• _任務目標_
請判斷以下三項陳述是否與下方論形式美的文章相符,逐項回答「是」或「否」,並原文引用起決定作用的字句。1. 西方形式美理論的基本結構是從象到氣到道。2. 印度以方圓正倒三角的室利聖符圖作為核心圖形。3. 形式美的範疇比藝術小。

• _所示文本_
張法



【摘 要】 形式美的根本是人與宇宙的同一性。但因中、西、印三大文化在與世界互動中建立的思想不同,從而呈現出三種不同的形式美理論。在基本結構上,西方是從形到式到Being-logos;中國是從象到氣到道;印度是從是—變到幻到梵—我—空。在核心圖形上,西方以方圓三角合一的圖形為核心;中國以九宮太極合一的圖形為核心;印度以方圓正倒三角的室利圣符圖為核心。三大文化的美學自軸心時代以來形成各自的體系,但在世界一體化的今天又可以相互補充,世界美學形式美理論的總體圖景或將在這一互補中產生出來。
【關鍵詞】 人與宇宙的同一性;形式美的理論結構;中、西、印美學的三大核心圖形
一、形式美理論的宇宙論基礎
藝術之美即藝術家用美的形式把人心中的內容(對于西方人來講,是藝術家由美的理式所決定的個人美感;對中國人來說,即藝術家的性—心—欲—意—志—情與天地互動而產生的具體感受;對印度人而言,即把內蘊著宇宙本體之空的個人幻感)呈現出來。無論對藝術進行怎樣的分類,是從日常觀念來看的美、非美或反美的藝術,還是從美學視點來看的美的類型、悲的類型或喜的類型的藝術,都以美的形式呈現出來,方能成為藝術。因此,成為藝術首先有一個形式標準。藝術欣賞的一個重要內容是對形式美的欣賞,形式美決定了藝術美之為美。從而,形式美成為藝術的基本問題。但形式美的范疇又比藝術大,天地間的一切現象,美學中的一切對象,都有形式美的問題。只是,一般來講,在現實中人們只對美的對象感興趣,從而只對美的形式感興趣;藝術則不僅用美的形式去反映美的內容,還用美的形式去表現非美和反美的內容,具體而言,即用美的形式去表現悲的內容(特別是恐怖的內容)和喜的內容(特別是滑稽的內容)。由于藝術有非美和反美內容,有悲的內容和喜的內容,藝術提高和擴大了人們對生活中這些方面的美感認知,特別是這些美感內容是怎樣形成的、是由怎樣一種形式形成的認知。從這一角度看,形式美對藝術具有更為重要的意義,從而成為藝理的重要內容。

• _資料條目_
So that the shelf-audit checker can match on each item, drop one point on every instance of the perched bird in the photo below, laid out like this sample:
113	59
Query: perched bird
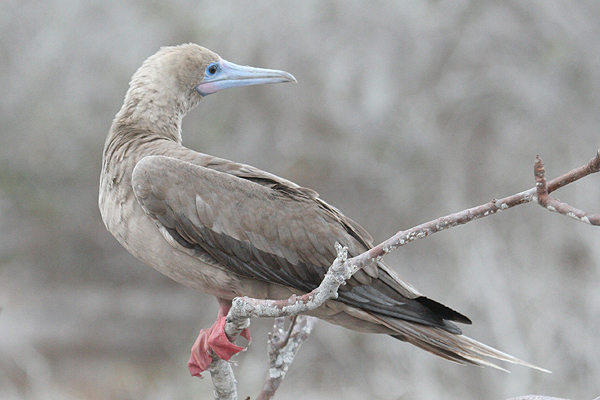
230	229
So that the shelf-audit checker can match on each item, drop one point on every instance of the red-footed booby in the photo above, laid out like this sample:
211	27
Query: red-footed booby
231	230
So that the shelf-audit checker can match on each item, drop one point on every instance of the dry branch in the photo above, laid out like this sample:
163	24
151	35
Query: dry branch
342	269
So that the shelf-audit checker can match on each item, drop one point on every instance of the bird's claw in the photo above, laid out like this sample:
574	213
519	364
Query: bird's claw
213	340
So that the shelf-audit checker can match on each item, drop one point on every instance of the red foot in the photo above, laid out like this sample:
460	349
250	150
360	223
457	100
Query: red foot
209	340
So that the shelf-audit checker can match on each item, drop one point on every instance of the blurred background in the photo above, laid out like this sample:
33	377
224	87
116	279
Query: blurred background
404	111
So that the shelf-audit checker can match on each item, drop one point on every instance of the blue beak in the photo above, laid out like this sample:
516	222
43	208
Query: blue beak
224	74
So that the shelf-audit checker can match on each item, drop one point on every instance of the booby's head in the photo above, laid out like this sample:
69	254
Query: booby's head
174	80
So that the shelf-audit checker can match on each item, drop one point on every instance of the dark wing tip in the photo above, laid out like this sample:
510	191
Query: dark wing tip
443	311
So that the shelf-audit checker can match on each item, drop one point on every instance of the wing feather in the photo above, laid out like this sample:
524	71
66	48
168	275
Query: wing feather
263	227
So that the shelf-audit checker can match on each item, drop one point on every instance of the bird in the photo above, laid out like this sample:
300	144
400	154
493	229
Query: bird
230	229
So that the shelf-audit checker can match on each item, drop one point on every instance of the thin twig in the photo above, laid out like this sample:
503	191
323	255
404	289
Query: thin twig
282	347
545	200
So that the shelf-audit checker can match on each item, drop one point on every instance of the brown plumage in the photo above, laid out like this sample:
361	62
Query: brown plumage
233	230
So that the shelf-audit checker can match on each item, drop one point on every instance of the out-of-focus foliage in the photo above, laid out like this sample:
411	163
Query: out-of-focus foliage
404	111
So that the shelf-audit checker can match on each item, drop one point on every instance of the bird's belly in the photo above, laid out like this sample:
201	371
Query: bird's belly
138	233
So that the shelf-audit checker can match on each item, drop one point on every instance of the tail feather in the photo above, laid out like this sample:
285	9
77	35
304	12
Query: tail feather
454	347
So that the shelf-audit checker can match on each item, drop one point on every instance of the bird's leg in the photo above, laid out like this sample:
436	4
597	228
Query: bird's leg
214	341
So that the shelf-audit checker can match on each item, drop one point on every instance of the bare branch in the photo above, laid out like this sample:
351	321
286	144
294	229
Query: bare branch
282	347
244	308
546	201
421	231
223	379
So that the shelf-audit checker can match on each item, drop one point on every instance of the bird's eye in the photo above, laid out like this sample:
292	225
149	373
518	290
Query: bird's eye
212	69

• _本題解答_
1. 否。原文:「西方是從形到式到Being-logos」。
2. 是。原文:「印度以方圓正倒三角的室利圣符圖為核心」。
3. 否。原文:「但形式美的范疇又比藝術大」。